:: Working data

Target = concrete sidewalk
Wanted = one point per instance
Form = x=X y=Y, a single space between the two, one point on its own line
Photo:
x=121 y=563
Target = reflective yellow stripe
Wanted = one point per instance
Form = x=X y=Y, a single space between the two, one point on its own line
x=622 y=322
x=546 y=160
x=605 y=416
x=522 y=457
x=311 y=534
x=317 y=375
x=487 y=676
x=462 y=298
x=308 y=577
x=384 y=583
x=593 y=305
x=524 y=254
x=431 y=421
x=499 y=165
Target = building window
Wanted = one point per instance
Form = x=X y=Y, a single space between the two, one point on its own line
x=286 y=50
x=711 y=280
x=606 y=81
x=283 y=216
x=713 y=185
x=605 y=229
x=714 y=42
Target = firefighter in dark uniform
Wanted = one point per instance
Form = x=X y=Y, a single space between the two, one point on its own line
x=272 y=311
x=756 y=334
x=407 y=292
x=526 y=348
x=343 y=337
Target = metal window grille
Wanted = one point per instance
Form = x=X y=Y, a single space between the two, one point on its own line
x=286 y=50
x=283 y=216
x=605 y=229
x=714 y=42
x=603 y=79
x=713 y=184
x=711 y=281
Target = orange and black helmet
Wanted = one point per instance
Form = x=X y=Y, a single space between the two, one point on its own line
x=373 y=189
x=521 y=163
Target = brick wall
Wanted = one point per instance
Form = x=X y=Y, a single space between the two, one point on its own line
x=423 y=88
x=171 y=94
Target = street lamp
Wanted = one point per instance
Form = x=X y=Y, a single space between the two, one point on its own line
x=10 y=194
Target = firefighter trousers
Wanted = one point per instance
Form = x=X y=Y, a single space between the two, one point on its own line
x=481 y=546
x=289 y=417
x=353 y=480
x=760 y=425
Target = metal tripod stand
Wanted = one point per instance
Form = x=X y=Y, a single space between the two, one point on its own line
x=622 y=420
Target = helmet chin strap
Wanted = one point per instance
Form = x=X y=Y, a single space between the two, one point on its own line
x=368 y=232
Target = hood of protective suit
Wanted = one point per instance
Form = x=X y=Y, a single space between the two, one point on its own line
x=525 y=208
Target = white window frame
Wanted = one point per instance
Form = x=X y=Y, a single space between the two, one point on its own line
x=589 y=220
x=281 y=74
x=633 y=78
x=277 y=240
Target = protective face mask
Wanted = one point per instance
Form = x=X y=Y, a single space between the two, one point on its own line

::::

**Prompt**
An exact reproduction of the data is required. Leave nothing out.

**Output below**
Target = concrete sidewalk
Wanted = one point per instance
Form = x=X y=Y, a single space between the two, one point on its own line
Photo:
x=121 y=563
Target = reflective yellow stripe
Wanted = one point per instance
Form = x=X y=Y, a single space between the two, one point on its own line
x=622 y=322
x=546 y=160
x=605 y=416
x=522 y=457
x=311 y=534
x=317 y=375
x=487 y=676
x=462 y=298
x=308 y=577
x=384 y=583
x=593 y=305
x=524 y=254
x=431 y=421
x=499 y=165
Target = building window
Wanted = one point per instance
Form = x=X y=Y, a single space between the two, one point on its own line
x=286 y=50
x=711 y=280
x=606 y=81
x=283 y=216
x=713 y=185
x=605 y=229
x=714 y=42
Target = firefighter in dark uniform
Wanted = one point per instance
Form = x=X y=Y, a single space between the two, one point on its own line
x=272 y=311
x=756 y=334
x=407 y=292
x=526 y=348
x=343 y=337
Target = metal window grille
Wanted = one point per instance
Form = x=X y=Y, a single space between the two, one point on its own line
x=286 y=50
x=283 y=216
x=605 y=229
x=714 y=42
x=603 y=79
x=713 y=184
x=711 y=281
Target = orange and black helmet
Wanted = one point per instance
Form = x=X y=Y, a single space between the two, one point on its own line
x=373 y=189
x=521 y=163
Target = brick wall
Wanted = one point per instance
Form = x=X y=Y, a single space between the two, one point on its own line
x=423 y=88
x=171 y=94
Target = street lamp
Wanted = one point per instance
Form = x=X y=Y, a single space between the two, one point on its own line
x=10 y=194
Target = firefighter trousers
Wanted = one point per instance
Form = x=X y=Y, a single space between the two, one point on its own line
x=481 y=546
x=289 y=417
x=353 y=480
x=760 y=425
Target = metal tripod stand
Wanted = one point per instance
Form = x=X y=Y, a single space between the two, one point on its own line
x=622 y=420
Target = helmet chin strap
Wanted = one point per instance
Form = x=X y=Y, a single space between the two, one point on its own line
x=368 y=232
Target = hood of protective suit
Wanted = one point per instance
Form = x=X y=Y, a single space between the two, one point on its own line
x=525 y=208
Target = white window frame
Wanted = one point per instance
Form = x=X y=Y, a single space between the two, one point on its own line
x=589 y=220
x=281 y=74
x=633 y=78
x=277 y=240
Target = protective face mask
Wanted = one point per instance
Form = x=X y=Y, a single space between the two, one point on its own line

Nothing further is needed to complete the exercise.